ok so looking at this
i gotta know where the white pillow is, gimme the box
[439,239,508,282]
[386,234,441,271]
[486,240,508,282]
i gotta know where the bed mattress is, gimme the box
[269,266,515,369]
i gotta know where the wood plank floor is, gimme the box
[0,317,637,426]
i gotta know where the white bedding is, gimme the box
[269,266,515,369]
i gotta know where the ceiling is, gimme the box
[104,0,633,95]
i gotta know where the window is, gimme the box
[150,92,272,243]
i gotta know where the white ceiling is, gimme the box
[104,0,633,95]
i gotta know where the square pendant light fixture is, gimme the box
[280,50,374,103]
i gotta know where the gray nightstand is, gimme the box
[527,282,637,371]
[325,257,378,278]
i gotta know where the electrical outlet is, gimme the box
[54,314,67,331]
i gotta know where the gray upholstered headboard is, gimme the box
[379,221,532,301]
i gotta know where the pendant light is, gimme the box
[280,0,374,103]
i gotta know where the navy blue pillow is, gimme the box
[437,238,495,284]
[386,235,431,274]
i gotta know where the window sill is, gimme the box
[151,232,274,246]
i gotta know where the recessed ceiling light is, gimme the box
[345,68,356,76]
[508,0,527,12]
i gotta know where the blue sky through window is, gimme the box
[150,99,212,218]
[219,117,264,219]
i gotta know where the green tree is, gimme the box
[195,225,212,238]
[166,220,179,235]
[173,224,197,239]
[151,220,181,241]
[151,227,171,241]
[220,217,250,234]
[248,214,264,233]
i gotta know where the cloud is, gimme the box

--

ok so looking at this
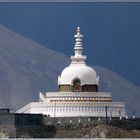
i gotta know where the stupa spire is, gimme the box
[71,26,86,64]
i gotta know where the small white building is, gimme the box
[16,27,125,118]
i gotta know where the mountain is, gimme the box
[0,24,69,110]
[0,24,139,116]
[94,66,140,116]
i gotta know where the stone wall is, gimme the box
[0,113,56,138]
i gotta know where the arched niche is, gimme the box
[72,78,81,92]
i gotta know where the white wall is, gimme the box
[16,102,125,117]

* * *

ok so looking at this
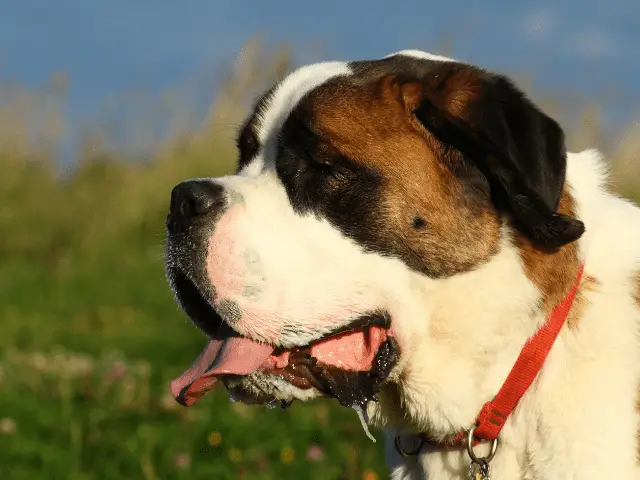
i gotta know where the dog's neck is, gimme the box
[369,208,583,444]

**Exercise description:** Begin with the line that has "i gotta know where the electrical" in the listing above and end after the line that has "i gotta know where the cloud"; output those lines exactly.

**Solution below:**
i gotta know where the electrical outlet is, gimme the box
[54,314,67,331]
i gotta know where the gray upholstered headboard is, gimme the box
[379,221,532,301]
i gotta know where the pendant light is, gimme the box
[280,0,374,103]
i gotta know where the navy blue pillow is, gimme the box
[437,238,495,284]
[386,235,431,274]
i gotta know where the window sill is, gimme the box
[151,232,274,246]
i gotta know where the recessed ceiling light is, gimme the box
[345,68,356,76]
[508,0,527,12]
i gotta know where the blue sky through window is, gimme the box
[150,99,212,218]
[219,117,264,219]
i gotta know where the green tree is, gimme the box
[195,225,212,238]
[166,220,179,235]
[173,224,197,239]
[151,220,181,241]
[151,227,171,241]
[220,217,250,234]
[248,214,264,233]
i gotta know where the cloud is, gimme the box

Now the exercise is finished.